Referring expression pointing data
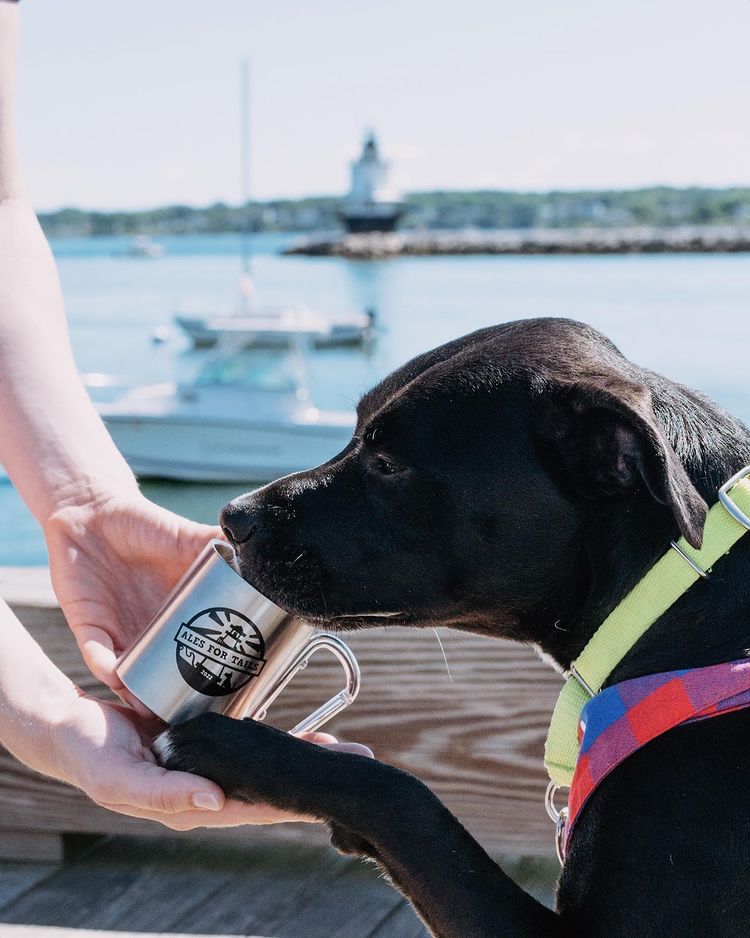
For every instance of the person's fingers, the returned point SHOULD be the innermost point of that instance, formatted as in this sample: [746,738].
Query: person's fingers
[356,749]
[148,787]
[98,651]
[330,742]
[322,739]
[233,814]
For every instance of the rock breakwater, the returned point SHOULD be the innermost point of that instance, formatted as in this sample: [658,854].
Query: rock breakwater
[378,245]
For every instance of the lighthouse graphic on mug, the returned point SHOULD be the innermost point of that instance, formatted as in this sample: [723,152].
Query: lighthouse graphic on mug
[219,650]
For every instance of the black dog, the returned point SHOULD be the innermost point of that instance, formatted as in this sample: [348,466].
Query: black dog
[524,476]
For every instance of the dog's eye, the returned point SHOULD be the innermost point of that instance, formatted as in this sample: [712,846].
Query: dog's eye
[387,466]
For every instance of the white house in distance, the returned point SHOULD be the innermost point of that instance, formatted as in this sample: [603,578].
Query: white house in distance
[370,205]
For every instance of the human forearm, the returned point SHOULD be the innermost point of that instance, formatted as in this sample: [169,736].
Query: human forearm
[52,442]
[34,696]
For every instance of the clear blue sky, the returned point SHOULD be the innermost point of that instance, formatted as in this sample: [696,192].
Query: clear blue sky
[132,104]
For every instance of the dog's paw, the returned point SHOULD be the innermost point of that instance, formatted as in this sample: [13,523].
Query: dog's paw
[248,760]
[348,842]
[227,751]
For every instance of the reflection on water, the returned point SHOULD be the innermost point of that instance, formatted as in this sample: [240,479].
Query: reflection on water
[686,316]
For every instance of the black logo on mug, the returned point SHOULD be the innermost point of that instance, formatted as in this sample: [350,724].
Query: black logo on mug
[219,650]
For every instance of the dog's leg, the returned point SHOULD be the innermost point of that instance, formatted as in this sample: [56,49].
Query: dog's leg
[375,811]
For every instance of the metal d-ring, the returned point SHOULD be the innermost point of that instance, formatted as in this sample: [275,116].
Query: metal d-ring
[689,560]
[576,675]
[734,510]
[560,819]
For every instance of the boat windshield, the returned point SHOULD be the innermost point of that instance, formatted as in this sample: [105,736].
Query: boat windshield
[251,372]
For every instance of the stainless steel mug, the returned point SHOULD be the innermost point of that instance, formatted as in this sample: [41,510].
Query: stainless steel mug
[218,644]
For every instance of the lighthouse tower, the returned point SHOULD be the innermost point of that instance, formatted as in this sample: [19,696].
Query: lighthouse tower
[370,205]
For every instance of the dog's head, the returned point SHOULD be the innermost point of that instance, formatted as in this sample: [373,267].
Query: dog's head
[468,492]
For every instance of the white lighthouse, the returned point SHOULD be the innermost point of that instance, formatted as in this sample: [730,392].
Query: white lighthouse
[371,205]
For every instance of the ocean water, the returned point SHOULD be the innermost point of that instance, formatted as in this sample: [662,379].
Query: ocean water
[686,316]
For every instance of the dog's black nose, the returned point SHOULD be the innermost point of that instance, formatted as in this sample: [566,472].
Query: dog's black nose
[236,522]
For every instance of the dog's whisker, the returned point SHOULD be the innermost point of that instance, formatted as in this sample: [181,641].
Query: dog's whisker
[445,658]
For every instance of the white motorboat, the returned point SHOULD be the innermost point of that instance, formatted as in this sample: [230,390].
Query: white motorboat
[143,246]
[263,327]
[245,418]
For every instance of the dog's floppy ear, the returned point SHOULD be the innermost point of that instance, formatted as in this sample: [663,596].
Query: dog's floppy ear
[606,433]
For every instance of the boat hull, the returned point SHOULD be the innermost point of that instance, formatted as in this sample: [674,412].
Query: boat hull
[207,333]
[221,451]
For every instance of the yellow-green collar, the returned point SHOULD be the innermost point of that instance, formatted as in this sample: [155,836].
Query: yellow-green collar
[660,588]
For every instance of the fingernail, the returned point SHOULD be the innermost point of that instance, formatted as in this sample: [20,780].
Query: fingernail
[205,801]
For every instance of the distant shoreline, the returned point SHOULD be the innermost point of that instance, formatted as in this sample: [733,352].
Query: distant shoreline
[444,211]
[641,240]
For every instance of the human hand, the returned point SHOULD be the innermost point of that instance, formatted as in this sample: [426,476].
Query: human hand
[112,561]
[105,750]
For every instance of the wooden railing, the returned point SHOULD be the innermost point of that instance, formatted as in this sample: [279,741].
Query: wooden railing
[475,736]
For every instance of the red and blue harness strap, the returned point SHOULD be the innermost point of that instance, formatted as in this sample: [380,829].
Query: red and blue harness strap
[624,717]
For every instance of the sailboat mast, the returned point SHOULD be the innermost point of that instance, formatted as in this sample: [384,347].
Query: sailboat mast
[245,162]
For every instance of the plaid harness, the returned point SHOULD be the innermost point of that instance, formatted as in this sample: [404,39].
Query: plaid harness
[622,718]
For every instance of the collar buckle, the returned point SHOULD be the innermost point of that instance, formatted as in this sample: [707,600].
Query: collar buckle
[576,675]
[739,516]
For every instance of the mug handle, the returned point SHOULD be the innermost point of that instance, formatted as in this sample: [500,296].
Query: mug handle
[331,707]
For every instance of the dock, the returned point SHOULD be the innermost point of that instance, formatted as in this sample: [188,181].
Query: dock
[475,736]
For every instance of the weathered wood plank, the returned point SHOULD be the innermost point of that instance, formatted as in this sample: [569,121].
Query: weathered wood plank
[17,878]
[476,740]
[31,845]
[140,885]
[44,931]
[167,886]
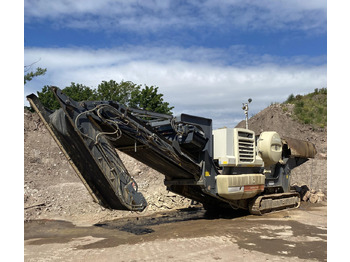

What is needed. Set down the records again verbatim, with no pictures.

Response to this exercise.
For every instance of the person's fingers, the returned point SHOULD be the innermost point of that instance, formatted as in this sample: [746,738].
Query: person's fingers
[356,749]
[148,787]
[98,651]
[330,742]
[322,739]
[233,814]
For every instance of the rock breakwater, the returned point SHOULD be the innermost point of that instance, formatted as in this sample: [658,854].
Query: rock breakwater
[378,245]
For every instance of the lighthouse graphic on mug, the returned point SHOULD be the innermost point of that instance, formatted as in this sample: [723,152].
Query: lighthouse graphic on mug
[219,650]
For every instance of the black dog, the returned point SHOULD be the innermost point of that instance, formatted as in this sample: [348,466].
Query: black dog
[524,476]
For every instance of the dog's eye, the returned point SHOULD be the innermost point of that instance, formatted as in this sample: [712,846].
Query: dog's eye
[387,466]
For every instance of the white house in distance, the returned point SHOULD be the innermost point of that instance, formatted as in this sample: [603,578].
Query: white house in distance
[370,205]
For every instance of the human forearm, the returned point SHOULD be the innermost point of that instance, formatted as in this sample: [169,736].
Query: human forearm
[52,442]
[34,696]
For every instance of the clear blue sky, the returned point SHOULD be the innermost point of that instance, formatted as in this sample: [696,192].
Query: clear blue sky
[132,104]
For every instance of the dog's paw, the returned point SHOULD be the innermost point of that instance, formatted as in this sample: [13,523].
Query: dog's paw
[248,760]
[348,842]
[227,751]
For every instance of the reflection on water, the returned point SHOULD be the innermost point of that instance, formatted as in this sample: [240,479].
Query: reflection on water
[686,316]
For every instance of the black logo on mug, the returned point SHOULD be the innermost point of that instance, formatted as in this sample: [350,724].
Query: black logo on mug
[219,650]
For every instance of the dog's leg, the returned point SHOULD be the innermost point of that instance, formatted as in this sample: [56,49].
Query: dog's leg
[375,811]
For every instance of the metal d-ring, the returned point SHOULD be the innermost point of that instance, formatted as in this sample: [275,116].
Query: metal d-ring
[689,560]
[576,675]
[734,510]
[560,819]
For every instance of the boat windshield, the returned point SHOULD be the innermost point of that instance, formatted as in this sample: [105,736].
Query: boat windshield
[251,372]
For every instance of the stainless steel mug, the returned point SHOULD be the innermost point of that instance, formatted as in this sample: [41,510].
Query: stainless steel mug
[218,644]
For every instance of the lighthouse tower, the returned point SHOULD be the innermost point of that instance, formatted as in this sample: [19,696].
Query: lighthouse tower
[370,205]
For every instance of the dog's head, the returned point SHOULD be the innermost point of that instance, formatted as in this sample: [373,267].
Query: dog's head
[468,492]
For every instance of the white lighthouse, the returned point SHOULD be the innermost point of that instance, formatted as in this sample: [730,392].
Query: white lighthouse
[371,205]
For every instance of the ocean water, the returned point SHOULD be the innermost point of that instance, formatted as in this sample: [662,379].
Query: ocean water
[686,316]
For every instance of the dog's black nose, the returned point SHOULD be the innermost point of that instance, formatted as in this sample: [566,472].
Query: dog's black nose
[236,522]
For every instance of the dog's whisker, the returned point SHOULD be the innermost point of that instance, formatted as in this sample: [181,641].
Query: dog's whisker
[445,658]
For every instance of the white motorboat, the returned point SHOULD be the innermost point of that instance, formatted as in this sample: [230,390].
Query: white motorboat
[143,246]
[263,327]
[245,418]
For every instance of the dog's floppy ear, the returned point SHOULD be the innermost point of that instance, formatted as in this sample: [663,596].
Query: dog's floppy ear
[606,433]
For every instance of the boat hull, the returned point SHOULD be the innermost point of that instance, formatted as in this sample: [674,412].
Query: boat hull
[207,333]
[221,451]
For every instance of the yellow-green collar, the returned point SHOULD be the innermost point of that instance, formatted as in this sample: [155,836].
Query: yellow-green collar
[660,588]
For every instance of the fingernail, the returned point SHOULD be the innermost point of that instance, formatted as in this sample: [20,780].
Query: fingernail
[205,801]
For every instance of the distant shoreline, the returned point SHOULD be the innermost point of that instance, formatted as in this sample: [733,352].
Query: distant shoreline
[444,211]
[641,240]
For every instance of the human hand, the returned point SHOULD be the innermost point of that instance, formatted as in this sample: [426,476].
Query: human hand
[112,561]
[105,750]
For every instance of the wooden railing, the returned point SHOULD be the innermost point of that instance, formatted as in this sample: [279,741].
Query: wooden railing
[475,736]
For every instance of the red and blue harness strap, the returned point SHOULD be the innermost point of that instance, formatted as in this sample: [380,829].
Query: red and blue harness strap
[624,717]
For every instance of the sailboat mast, the returned point SHOULD be the innermost point of that instance, formatted as in this sample: [384,347].
Query: sailboat mast
[245,162]
For every instance of the plaid harness, the returned point SHOULD be the innermost point of that instance, formatted as in this sample: [404,39].
Query: plaid harness
[622,718]
For every instance of the collar buckle, the returned point SHOULD be the innermost point of that instance, formatted as in this sample: [707,600].
Query: collar buckle
[576,675]
[739,516]
For every instance of the mug handle, the returned point SHOULD be the innermost point of that instance, formatted as in this sample: [500,296].
Query: mug handle
[331,707]
For every instance of the dock, the returned point SHOULD be the innermost point of that instance, formatted as in this sample: [188,181].
Query: dock
[475,736]
For every instance of the weathered wood plank, the returned point SHOULD be the innermost point of that instance, formatted as in this sample: [569,121].
Query: weathered wood plank
[17,878]
[476,740]
[31,845]
[140,885]
[44,931]
[167,886]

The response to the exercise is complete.